▶ [REQUIRED TASK]
Copy out every line of the data below word for word, changing nothing.

▶ [SOURCE RECORDS]
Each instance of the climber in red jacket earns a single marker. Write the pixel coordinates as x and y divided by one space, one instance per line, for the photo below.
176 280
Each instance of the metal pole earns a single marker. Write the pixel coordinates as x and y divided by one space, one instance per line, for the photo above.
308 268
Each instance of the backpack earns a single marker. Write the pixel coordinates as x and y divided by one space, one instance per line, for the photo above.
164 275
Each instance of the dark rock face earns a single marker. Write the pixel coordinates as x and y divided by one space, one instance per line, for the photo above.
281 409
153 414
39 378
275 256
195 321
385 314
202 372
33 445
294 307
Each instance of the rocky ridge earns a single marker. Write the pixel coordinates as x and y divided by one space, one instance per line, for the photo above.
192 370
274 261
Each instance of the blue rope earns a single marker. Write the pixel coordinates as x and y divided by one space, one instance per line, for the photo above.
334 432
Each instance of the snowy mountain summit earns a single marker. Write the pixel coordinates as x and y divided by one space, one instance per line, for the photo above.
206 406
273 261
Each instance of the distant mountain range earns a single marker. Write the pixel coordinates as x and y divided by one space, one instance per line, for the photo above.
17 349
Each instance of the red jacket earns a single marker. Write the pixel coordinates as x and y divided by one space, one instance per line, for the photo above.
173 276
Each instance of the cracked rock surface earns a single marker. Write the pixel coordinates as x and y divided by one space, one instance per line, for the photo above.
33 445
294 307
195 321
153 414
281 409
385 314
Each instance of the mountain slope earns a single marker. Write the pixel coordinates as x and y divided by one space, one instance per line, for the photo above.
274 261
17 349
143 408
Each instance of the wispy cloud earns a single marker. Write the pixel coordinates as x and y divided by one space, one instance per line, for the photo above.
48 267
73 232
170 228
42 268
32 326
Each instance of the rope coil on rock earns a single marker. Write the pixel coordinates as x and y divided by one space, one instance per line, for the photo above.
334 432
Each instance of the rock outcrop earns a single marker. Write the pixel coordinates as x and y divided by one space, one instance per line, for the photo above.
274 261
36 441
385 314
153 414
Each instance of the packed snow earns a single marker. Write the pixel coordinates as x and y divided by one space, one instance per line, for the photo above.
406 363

▶ [CORRECT RESULT]
Each instance of the climber in red jacket earns a single marker. Write the pixel coordinates as x and y divided by one space, one instance per line, for the photo below.
176 280
Each instance of the metal pole earns a single marker. Write the pixel coordinates as x and y divided by one space, one instance per line, for the photo above.
308 268
Each instance of the backpack earns a single marker. Write the pixel coordinates as x and y divided by one space, one instance per line, for the photo above.
164 275
Each instance of the dark rock face earns a single marker. Write the pixel coordinates as x and y divided by one space, one instance per line, for the photo above.
281 409
153 414
39 378
275 256
195 321
385 314
202 372
33 445
294 307
Each instance of the rocky ridge earns a single marker. Write the pixel coordinates as x and y divided by one space, one instance per line, for the photo above.
192 370
274 261
Each instance of the blue rope earns a single marker. Write the pixel coordinates as x and y divided by one space, one instance per line, for the photo above.
334 432
Each instance of the snowy mountain summit earns a single marker. Write the pixel coordinates as x and y divided by one space, one instance per line, for the photo above.
206 406
273 261
Each instance of the distant mountain range earns a single marker. Write the pixel coordinates as x and y divided by one space, one instance per line, for the photo above.
17 349
Each instance of the red jacket earns a single marker. Write the pixel coordinates as x and y divided by one space, one instance per line, for the photo above.
173 276
Each instance of the cracked rock surface earns a single marker. Write the pixel coordinates as x and y divided by one space, one instance per line, for the photo above.
33 445
294 307
195 321
153 414
281 409
385 314
Each instance of the mountain slope earns a single marker. Write the pixel coordinates as x and y divided by one space, one instance per line, for the photo above.
274 261
17 349
143 408
Each instance of the wispy cloud earns a single marker. Write the pixel coordinates as x and y divided by one space, one instance per line, for the photo above.
48 267
73 232
170 228
42 268
32 326
Each instance of the rope coil on rock earns a single marker. Write the pixel coordinates as x and y divided by one space, one instance per line, for the photo above.
334 432
Each instance of the rock outcrop earns a single marker. Write the pixel coordinates as x and y divided by one space, one instance per line, for the photo above.
274 261
36 441
385 314
153 414
Each instance of the packed snow earns a single marker. Write the pixel coordinates as x and y divided by one space, one instance per line, for the photo above.
406 363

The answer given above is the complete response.